Source document:
The ongoing Covid-19 crisis presents our community with innumerable practical challenges. As with all political leadership, halakhic crisis management depends on effective communication as well as effective action. Led by the superbly Nachshonian RCBC, local and national Modern Orthodox leadership has done a superb job of communicating the absolute priority of social distancing. There have also been many substantive halakhic opinions issued on narrower issues. But the effectiveness of those opinions has sometimes been limited by challenges of communication.

Let me start with an example that is about the context of halakhah, rather than about halakhah itself.  There have been many statements about the safety of mikvaot, and therefore the permissibility of immersion, for women who are not at high risk. These properly include caveats that our information about the virus is constantly being updated, which justifies the exclusion of high-risk women.

This is very important. But there are other issues that also must be dealt with. An excellent Israeli directive began with the following:

A woman who feels terrified by the necessity to go to mikveh – is not obligated to immerse.

Her life and peace of mind come before all.

From a halakhic perspective, she of course remains in a condition of prohibition until she next immerses.

Together with this, I will try to explain, as one who is in charge of the mikvaot of X, why in my humble opinion immersion in the mikvah is secure with a high degree of likelihood.

This creates an entirely different tone. It expresses a sensitivity to the possibility of spousal coercion, and validates a woman’s right to make their own judgments about safety. It makes clear that trust must be earned rather than assumed.  This makes it much more likely that trust will be earned.  And that trust will be greatly needed.

At the same time, even this statement has no long-term plan for a community in which many women feel that the mikvaot are genuinely unsafe, let alone for the couples in which the women are being specifically told that they should not go, with no prospect of short-term change. There is also a possibility that experiencing the mikvah under hazmat conditions will be immensely stressful for a significant number of women, with long-term effects.

We also need a plan that can survive our being wrong a few times, as we inevitably will be.  Some mikvah somewhere will likely become at least a suspected vector of infection at some point. What resources will we have to demonstrate that it is an anomaly, and that just about every mikvah is in fact punctiliously carrying out recommended best practices? I personally am reeling from the number of infections in Israel attributed to Purim celebrations.

There may be no such plan. But we also cannot casually expect mass religious heroism. In the absence of confidence that we have a humanly realistic plan, people will embrace other plans that seem humanly realistic, even if we strongly doubt their halakhic bona fides.

Input data:
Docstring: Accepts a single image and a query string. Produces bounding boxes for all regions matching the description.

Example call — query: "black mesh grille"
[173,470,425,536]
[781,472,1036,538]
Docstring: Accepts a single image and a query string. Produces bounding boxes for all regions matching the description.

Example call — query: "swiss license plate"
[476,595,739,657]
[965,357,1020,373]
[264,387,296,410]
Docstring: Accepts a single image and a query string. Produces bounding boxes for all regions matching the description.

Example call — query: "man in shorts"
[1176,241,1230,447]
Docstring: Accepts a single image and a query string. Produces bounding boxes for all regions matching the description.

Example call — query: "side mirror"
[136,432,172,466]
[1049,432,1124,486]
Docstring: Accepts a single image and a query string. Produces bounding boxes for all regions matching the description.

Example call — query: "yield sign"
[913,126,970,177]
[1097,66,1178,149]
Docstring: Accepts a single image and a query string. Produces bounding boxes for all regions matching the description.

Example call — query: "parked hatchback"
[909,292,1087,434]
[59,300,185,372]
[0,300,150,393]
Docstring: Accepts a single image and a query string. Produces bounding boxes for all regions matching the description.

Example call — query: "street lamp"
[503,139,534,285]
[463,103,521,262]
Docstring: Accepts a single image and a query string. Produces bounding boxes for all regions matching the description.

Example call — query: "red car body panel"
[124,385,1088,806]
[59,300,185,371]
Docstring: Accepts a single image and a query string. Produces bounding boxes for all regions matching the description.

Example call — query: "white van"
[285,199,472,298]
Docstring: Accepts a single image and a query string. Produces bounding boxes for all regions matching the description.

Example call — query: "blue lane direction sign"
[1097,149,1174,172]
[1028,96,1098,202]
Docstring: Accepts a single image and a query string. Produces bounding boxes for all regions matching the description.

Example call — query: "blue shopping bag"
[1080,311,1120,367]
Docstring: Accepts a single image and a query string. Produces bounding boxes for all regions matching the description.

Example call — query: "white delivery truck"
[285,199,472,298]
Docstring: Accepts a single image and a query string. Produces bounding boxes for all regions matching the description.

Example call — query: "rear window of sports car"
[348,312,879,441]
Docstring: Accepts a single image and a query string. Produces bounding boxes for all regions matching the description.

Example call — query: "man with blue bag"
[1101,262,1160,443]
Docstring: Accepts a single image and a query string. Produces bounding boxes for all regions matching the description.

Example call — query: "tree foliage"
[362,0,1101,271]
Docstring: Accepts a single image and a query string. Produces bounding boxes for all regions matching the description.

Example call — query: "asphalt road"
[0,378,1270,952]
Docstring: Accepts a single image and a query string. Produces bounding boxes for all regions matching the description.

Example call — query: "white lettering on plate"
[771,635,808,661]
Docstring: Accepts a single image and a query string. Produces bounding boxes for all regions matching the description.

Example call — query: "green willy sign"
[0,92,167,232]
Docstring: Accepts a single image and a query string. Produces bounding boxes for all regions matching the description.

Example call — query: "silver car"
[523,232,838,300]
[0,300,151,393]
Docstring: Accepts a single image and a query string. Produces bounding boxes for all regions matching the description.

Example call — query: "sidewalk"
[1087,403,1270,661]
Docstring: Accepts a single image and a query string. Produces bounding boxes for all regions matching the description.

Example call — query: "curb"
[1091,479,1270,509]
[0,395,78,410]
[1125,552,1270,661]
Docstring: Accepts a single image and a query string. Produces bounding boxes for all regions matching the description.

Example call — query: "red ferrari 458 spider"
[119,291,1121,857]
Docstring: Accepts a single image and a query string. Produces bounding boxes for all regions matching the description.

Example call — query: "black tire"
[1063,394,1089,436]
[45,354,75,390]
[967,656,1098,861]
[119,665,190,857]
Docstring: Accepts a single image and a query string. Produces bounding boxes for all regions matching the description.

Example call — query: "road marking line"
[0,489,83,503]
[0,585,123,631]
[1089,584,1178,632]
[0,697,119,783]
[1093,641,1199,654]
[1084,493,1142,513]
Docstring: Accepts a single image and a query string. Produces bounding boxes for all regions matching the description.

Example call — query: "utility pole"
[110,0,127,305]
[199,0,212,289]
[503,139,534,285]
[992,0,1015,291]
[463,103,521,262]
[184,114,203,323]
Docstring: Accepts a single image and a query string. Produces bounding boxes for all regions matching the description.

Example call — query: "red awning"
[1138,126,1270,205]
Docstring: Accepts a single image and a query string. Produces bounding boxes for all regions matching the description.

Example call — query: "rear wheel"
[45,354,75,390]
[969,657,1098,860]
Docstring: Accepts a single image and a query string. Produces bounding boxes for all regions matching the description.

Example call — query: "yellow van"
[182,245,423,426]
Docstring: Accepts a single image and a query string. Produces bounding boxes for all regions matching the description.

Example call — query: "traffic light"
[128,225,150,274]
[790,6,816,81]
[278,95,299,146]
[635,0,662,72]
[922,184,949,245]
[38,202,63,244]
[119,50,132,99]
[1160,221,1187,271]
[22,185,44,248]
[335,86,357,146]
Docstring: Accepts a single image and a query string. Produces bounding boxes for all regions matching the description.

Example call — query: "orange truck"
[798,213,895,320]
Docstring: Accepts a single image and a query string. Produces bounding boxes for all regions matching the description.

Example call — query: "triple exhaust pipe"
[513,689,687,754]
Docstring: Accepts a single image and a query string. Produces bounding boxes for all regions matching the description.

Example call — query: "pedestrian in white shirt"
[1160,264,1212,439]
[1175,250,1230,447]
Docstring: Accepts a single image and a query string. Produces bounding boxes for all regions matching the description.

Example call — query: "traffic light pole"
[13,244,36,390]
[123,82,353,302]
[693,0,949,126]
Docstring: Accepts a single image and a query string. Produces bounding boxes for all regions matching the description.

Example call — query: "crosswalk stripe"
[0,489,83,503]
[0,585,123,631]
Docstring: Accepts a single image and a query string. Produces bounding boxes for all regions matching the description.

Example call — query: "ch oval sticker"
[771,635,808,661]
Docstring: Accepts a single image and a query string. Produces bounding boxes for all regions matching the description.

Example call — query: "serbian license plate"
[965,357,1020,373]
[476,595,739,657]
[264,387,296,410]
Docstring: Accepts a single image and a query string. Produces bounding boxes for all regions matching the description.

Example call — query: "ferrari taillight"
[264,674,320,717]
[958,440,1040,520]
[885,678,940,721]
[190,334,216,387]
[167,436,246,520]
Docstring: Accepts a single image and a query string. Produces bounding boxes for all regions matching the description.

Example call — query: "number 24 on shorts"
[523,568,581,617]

---

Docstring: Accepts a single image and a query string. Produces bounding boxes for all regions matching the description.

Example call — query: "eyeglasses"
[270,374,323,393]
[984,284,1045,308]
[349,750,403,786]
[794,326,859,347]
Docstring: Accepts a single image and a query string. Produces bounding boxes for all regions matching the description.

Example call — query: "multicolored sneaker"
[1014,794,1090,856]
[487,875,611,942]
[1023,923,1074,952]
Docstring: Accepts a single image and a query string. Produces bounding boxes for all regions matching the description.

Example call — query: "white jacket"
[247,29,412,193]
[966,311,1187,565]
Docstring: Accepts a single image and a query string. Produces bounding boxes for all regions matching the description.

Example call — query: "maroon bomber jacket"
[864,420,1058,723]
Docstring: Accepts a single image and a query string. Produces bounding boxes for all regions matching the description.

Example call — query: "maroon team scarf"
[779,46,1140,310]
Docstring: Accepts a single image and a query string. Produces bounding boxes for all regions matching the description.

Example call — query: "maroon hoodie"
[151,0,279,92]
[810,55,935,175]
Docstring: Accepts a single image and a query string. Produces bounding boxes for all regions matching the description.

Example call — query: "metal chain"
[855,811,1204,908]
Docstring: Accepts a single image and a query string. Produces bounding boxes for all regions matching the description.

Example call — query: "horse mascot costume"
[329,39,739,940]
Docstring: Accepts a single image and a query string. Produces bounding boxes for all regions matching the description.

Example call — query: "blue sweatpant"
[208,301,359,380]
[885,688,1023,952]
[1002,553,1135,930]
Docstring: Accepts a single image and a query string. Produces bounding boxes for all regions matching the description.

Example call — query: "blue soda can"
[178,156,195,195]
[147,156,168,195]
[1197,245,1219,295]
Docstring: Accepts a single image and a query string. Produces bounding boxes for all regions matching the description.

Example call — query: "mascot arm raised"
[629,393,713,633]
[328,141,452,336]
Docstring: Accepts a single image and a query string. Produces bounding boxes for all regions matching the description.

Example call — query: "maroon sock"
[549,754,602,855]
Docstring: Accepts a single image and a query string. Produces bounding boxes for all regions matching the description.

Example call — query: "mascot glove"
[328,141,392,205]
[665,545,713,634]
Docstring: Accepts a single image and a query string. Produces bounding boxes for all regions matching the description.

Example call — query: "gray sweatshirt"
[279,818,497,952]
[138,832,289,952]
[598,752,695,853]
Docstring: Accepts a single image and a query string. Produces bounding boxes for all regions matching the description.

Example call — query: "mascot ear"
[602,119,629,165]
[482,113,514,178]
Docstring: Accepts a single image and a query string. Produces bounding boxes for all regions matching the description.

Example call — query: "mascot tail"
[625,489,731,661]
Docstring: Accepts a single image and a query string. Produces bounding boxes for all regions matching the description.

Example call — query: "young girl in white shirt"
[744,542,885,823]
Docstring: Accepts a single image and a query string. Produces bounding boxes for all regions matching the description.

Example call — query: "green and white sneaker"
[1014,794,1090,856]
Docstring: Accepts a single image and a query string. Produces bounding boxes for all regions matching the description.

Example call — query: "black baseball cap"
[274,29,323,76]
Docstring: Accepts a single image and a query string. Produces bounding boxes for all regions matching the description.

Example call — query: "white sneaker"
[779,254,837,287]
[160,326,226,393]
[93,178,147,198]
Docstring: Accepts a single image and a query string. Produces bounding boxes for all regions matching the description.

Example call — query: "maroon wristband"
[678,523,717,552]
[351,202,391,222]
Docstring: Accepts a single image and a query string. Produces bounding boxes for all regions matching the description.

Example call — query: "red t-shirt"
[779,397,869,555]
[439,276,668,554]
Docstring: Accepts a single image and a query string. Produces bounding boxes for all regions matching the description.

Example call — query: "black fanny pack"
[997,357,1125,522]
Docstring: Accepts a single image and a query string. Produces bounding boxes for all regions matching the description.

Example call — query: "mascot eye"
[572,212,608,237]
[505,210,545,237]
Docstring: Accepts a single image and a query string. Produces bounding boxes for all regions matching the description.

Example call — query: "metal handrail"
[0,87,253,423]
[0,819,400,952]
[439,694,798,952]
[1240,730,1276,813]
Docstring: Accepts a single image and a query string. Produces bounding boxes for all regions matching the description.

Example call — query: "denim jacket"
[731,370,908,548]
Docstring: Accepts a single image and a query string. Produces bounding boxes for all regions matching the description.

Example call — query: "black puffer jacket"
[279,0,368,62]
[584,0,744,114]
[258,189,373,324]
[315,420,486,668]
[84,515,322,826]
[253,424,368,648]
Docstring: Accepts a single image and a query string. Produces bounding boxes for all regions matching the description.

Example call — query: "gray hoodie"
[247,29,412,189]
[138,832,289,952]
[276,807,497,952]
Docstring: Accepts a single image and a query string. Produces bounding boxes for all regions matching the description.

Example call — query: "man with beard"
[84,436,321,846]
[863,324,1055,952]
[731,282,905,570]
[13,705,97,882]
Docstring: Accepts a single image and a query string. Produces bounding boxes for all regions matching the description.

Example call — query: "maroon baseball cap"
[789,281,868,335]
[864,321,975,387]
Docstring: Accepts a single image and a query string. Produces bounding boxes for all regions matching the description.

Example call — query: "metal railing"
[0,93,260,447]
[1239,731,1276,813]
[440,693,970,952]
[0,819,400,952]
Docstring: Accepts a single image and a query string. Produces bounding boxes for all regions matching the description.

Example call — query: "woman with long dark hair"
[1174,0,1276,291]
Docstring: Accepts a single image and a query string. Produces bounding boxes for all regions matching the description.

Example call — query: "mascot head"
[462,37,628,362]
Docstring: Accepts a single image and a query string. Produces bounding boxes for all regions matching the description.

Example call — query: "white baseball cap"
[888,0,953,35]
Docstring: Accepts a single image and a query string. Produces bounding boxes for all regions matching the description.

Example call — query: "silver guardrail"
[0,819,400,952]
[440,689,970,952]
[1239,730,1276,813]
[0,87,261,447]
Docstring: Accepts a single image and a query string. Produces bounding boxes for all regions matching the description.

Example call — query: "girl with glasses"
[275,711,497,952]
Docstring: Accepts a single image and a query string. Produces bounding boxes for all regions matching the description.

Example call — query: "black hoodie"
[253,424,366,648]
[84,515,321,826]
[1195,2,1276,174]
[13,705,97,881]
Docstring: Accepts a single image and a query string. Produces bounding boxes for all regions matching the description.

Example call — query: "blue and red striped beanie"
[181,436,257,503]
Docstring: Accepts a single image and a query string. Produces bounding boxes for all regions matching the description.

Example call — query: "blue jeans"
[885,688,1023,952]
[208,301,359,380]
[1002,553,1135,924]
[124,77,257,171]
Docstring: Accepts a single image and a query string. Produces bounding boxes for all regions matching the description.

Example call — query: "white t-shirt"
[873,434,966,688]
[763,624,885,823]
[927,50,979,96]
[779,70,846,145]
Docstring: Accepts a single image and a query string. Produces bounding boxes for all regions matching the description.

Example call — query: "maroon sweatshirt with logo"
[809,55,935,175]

...

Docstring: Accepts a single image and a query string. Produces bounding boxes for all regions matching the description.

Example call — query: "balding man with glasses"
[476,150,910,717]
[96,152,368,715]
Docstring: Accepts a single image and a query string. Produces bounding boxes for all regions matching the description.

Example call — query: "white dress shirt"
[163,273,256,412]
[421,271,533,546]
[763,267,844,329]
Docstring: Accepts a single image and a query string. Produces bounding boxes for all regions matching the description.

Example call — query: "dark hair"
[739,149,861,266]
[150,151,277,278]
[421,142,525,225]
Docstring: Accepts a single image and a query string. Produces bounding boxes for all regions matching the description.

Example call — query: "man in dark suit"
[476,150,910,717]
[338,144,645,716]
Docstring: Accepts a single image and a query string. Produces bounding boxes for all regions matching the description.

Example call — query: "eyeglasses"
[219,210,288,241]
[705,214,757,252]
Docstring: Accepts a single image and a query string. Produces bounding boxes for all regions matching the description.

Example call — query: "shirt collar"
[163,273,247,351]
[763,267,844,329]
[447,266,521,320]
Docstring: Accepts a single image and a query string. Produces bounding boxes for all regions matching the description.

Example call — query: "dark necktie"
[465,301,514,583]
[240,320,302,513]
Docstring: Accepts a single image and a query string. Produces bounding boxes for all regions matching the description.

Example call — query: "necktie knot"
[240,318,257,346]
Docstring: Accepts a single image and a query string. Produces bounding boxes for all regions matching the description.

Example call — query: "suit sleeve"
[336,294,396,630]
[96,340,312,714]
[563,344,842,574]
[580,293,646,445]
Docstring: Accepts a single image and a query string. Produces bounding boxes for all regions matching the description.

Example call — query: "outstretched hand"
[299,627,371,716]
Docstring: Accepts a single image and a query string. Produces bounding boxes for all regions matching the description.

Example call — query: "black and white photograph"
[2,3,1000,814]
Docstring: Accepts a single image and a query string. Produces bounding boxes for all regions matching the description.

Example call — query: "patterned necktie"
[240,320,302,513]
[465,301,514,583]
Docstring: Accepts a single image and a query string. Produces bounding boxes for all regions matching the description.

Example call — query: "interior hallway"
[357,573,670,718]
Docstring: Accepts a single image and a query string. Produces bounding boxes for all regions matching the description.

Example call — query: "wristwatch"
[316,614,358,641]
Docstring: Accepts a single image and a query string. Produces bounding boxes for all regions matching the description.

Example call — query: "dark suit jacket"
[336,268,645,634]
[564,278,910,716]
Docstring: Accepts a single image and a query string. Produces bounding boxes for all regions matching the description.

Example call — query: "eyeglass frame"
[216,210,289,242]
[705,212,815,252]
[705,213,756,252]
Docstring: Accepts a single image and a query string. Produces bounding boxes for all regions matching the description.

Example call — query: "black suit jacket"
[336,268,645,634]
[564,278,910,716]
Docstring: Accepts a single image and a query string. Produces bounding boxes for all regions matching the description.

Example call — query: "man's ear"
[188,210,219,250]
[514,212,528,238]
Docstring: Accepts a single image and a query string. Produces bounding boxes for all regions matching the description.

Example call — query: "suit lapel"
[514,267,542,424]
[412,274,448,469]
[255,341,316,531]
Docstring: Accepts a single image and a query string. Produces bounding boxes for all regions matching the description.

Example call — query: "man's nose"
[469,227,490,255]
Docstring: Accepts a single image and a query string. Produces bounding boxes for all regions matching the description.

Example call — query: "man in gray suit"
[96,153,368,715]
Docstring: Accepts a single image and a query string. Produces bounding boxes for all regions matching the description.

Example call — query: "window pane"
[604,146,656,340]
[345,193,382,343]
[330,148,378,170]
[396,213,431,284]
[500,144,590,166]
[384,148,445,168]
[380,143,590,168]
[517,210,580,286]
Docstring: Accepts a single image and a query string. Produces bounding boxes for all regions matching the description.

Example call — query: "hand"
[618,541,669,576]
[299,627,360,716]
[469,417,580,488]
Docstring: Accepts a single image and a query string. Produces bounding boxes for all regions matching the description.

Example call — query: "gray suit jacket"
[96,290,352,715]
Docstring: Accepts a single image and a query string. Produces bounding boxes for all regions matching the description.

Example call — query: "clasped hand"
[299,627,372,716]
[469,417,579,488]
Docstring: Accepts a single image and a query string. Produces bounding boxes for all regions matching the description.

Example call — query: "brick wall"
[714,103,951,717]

Aim of the task:
In the text about Covid-19 and halakhic communication, what does the Israeli directive say comes before all for a woman?

Output for this exercise:
Her life and peace of mind.